▶ Your task
Pick out each line of the material that contains the word "black" and copy it in full, treating uppercase and lowercase as different.

──────────────────────────────

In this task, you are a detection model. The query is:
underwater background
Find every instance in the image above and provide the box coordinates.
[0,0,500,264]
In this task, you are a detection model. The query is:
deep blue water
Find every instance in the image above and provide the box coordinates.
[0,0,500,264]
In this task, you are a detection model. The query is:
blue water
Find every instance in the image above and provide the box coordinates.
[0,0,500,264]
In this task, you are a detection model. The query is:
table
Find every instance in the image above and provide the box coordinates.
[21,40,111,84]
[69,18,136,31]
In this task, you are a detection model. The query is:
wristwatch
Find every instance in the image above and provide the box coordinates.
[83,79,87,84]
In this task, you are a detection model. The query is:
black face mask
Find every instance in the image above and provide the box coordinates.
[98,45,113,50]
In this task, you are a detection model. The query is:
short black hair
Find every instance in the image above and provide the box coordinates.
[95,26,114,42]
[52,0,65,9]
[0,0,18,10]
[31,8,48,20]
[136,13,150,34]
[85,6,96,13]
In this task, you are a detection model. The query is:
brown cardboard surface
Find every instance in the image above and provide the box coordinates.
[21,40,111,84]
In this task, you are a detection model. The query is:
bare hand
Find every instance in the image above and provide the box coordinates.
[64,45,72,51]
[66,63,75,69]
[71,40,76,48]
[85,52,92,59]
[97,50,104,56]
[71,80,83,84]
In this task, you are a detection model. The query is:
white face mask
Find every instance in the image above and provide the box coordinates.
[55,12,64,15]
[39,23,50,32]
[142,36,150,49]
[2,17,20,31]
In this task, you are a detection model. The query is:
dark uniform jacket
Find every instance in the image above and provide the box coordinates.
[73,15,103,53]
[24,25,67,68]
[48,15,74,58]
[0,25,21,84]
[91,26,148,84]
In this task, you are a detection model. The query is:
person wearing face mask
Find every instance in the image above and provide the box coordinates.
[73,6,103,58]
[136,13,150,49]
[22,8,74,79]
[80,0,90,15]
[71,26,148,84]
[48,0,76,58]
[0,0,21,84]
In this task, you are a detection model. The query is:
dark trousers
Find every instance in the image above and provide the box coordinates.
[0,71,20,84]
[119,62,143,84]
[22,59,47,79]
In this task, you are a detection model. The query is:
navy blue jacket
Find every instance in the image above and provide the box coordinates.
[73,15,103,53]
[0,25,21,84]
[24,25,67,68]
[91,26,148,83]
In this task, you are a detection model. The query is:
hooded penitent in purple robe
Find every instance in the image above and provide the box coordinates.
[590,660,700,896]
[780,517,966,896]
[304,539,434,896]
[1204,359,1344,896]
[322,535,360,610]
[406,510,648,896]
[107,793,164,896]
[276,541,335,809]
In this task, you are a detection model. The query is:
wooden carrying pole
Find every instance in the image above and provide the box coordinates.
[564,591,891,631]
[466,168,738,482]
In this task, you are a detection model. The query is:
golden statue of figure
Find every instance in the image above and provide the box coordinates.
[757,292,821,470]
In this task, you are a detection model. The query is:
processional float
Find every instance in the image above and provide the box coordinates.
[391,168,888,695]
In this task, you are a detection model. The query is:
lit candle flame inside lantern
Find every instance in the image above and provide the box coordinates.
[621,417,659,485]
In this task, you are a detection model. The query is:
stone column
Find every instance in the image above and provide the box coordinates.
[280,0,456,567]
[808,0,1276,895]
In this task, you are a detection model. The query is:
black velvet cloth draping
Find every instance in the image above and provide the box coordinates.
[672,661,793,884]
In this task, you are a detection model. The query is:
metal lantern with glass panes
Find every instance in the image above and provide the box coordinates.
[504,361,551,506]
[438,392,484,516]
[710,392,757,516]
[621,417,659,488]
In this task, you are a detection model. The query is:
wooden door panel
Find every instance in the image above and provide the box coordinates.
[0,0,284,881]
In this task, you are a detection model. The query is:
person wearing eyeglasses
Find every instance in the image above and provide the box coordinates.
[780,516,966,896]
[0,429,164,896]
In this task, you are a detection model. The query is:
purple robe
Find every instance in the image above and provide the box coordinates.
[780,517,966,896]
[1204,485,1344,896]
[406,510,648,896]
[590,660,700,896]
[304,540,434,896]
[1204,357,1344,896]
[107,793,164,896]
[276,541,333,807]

──────────────────────────────

▶ Result of this exercise
black face mask
short black hair
black velvet cloth draping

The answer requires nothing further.